Document text:
# Two Rock - Eric Gales Signature Amp



## GuitarsCanada (Dec 30, 2005)

Two Rock has just released this latest model to the hungry public

[video=youtube;Xoj1uH4fZ3w]http://www.youtube.com/watch?v=Xoj1uH4fZ3w&feature=player_embedded[/video]









This 2 channel no frills amp has stellar crystal cleans and high gain lead tones, with a separate EQ on the front panel for lead and clean.

Product Specs

•EL34 Tube Rectified 50 Watt or 100 Watt solid state rectified
•No FX loop
•No Reverb
•PODS (Post OD Tonestack) with controls on the front panel
•Precision style power supply
•Available in standard black or blond tolex
•$5000 Retail
•ONLY 50 Available


----------



## mrmatt1972 (Apr 3, 2008)

ummm... 5 grand?! Really?


----------



## Lemmy Hangslong (May 11, 2006)

Collection entries
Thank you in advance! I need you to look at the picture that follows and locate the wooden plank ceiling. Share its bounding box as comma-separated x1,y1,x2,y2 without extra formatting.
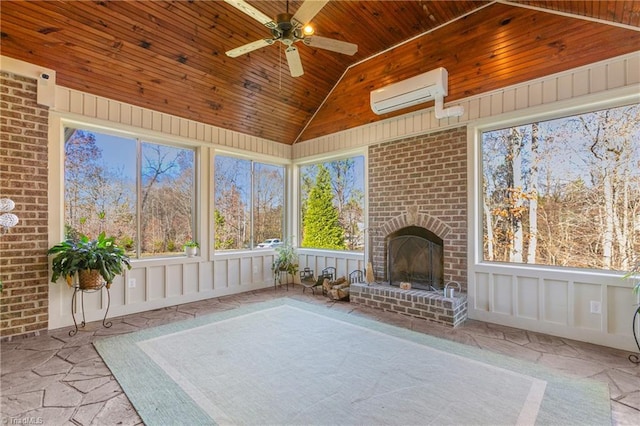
0,0,640,144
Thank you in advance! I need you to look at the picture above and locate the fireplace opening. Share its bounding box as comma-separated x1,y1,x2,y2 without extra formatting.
387,226,444,290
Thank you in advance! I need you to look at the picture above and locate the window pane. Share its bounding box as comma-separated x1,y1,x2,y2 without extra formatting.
140,142,195,256
64,128,136,252
482,105,640,270
214,155,284,250
300,156,364,251
253,163,284,245
214,155,251,250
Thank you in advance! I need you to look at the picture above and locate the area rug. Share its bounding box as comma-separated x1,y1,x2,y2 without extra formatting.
95,299,611,425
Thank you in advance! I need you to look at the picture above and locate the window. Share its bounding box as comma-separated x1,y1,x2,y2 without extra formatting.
64,127,195,257
300,156,364,251
214,155,284,250
482,105,640,270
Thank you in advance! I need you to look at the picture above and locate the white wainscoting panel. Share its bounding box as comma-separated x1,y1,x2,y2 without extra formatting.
296,248,365,282
468,263,640,351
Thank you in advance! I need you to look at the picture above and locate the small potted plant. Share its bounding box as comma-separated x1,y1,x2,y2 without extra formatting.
47,232,131,289
182,240,200,257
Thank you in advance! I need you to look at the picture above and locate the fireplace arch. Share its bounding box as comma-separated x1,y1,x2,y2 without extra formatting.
385,225,444,290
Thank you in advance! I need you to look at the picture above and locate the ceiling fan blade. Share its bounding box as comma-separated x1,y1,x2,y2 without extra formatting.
302,36,358,55
225,38,274,58
291,0,329,27
224,0,278,29
284,46,304,77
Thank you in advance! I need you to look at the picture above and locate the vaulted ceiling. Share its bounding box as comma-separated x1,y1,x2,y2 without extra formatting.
0,0,640,144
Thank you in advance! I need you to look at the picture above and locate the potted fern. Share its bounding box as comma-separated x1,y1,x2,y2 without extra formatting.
47,232,131,290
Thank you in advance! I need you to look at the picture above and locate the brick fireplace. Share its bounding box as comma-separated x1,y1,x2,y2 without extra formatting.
351,127,467,325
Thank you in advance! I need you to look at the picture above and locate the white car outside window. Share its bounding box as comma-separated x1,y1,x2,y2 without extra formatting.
258,238,282,248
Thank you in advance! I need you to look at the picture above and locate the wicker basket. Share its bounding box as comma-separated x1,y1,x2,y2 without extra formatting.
78,269,104,290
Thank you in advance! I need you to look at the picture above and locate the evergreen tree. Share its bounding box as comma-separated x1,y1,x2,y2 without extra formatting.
302,165,345,249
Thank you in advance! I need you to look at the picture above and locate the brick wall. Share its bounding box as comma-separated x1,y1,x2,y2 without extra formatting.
369,127,467,291
0,72,49,340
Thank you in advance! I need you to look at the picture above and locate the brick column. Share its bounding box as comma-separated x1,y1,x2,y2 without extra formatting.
0,71,49,340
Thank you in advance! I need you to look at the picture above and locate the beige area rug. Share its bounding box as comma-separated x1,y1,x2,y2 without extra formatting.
95,299,611,425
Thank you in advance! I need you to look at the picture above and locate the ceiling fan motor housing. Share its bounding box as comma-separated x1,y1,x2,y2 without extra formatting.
271,13,302,46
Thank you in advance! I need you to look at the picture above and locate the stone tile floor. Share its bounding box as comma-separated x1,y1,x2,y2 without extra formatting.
0,286,640,425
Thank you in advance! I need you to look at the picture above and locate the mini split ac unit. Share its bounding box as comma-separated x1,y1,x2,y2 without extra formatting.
371,67,464,118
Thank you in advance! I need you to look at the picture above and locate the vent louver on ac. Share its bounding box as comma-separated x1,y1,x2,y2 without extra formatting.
371,68,448,114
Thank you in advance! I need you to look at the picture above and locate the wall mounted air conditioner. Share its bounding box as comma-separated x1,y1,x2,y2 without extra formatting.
371,67,449,115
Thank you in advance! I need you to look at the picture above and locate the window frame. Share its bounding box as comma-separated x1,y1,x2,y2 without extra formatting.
209,149,291,256
291,146,369,255
60,117,202,263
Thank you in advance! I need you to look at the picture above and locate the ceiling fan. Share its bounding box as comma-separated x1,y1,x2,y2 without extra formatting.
225,0,358,77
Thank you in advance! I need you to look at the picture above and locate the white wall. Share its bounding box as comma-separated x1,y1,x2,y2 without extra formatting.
43,86,291,329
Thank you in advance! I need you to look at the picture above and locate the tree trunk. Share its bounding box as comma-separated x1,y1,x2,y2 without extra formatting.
527,123,540,264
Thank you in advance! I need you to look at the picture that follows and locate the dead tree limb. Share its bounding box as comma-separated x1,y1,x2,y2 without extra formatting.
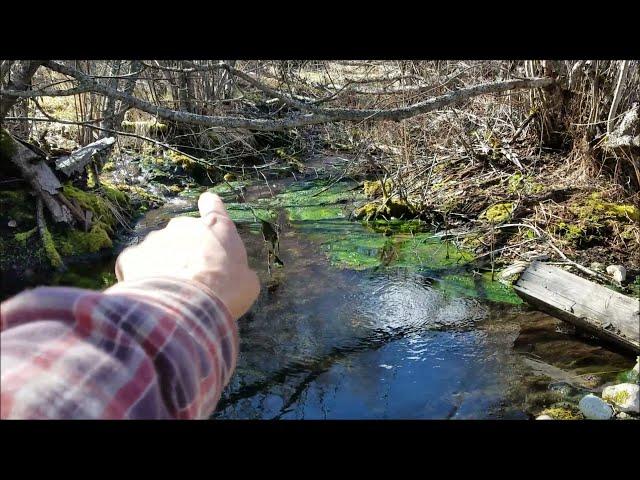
0,61,554,131
0,60,42,120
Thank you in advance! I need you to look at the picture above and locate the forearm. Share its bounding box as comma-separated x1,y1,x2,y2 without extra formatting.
1,278,238,418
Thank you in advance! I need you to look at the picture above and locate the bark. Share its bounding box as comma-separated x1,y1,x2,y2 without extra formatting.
607,60,629,134
56,137,116,176
2,61,554,131
0,60,42,121
5,135,73,223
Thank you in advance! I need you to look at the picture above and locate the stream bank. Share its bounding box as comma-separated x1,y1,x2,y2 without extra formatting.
3,156,634,419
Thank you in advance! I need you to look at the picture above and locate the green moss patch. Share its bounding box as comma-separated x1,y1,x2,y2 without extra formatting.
540,405,584,420
480,202,514,223
569,192,640,222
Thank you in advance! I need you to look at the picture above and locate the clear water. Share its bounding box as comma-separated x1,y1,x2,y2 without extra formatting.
20,156,634,419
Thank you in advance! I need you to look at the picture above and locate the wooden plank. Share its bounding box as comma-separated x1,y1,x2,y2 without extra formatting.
514,262,640,353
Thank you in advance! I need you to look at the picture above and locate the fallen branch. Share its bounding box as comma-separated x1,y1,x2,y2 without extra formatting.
0,61,554,131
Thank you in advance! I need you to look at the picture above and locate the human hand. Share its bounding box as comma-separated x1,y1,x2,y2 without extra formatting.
116,192,260,319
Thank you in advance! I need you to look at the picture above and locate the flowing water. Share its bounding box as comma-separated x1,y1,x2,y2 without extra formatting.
21,156,633,419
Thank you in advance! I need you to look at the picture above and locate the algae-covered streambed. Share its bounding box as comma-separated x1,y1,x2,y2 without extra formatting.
11,157,632,419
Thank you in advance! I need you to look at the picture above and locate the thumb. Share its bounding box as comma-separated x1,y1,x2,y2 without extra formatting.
198,192,229,226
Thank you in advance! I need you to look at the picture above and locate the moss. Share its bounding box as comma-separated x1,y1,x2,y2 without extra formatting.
165,150,198,172
602,390,629,405
42,223,64,269
507,172,544,194
482,272,524,305
362,179,393,198
275,148,304,172
353,202,380,220
569,192,640,222
120,120,168,134
0,129,15,161
437,272,523,305
526,391,562,410
540,407,584,420
353,198,417,220
101,183,130,208
286,205,344,221
0,190,36,228
480,202,514,223
554,222,587,244
13,227,38,247
56,224,113,256
55,184,130,256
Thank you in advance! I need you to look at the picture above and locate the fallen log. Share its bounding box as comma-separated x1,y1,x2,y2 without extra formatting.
56,137,116,176
514,262,640,354
0,131,73,224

Set exercise 1:
According to the amp thread, how many of these amps are available?
Set exercise 2:
In the amp thread, explain what the reply "ummm... 5 grand?! Really?" is reacting to.
Set exercise 3:
Rewrite the paragraph of the amp thread that begins "This 2 channel no frills amp" as a short bulleted list, keeping its main facts.

Correct output 1:
Only 50 are available.

Correct output 2:
The reply reacts to the amp's price. The product specs list it at $5000 retail, which is the "5 grand" the poster questions.

Correct output 3:
- Two-channel, no-frills amp
- Stellar, crystal-clear clean tones
- High-gain lead tones
- Separate front-panel EQ for the lead and clean channels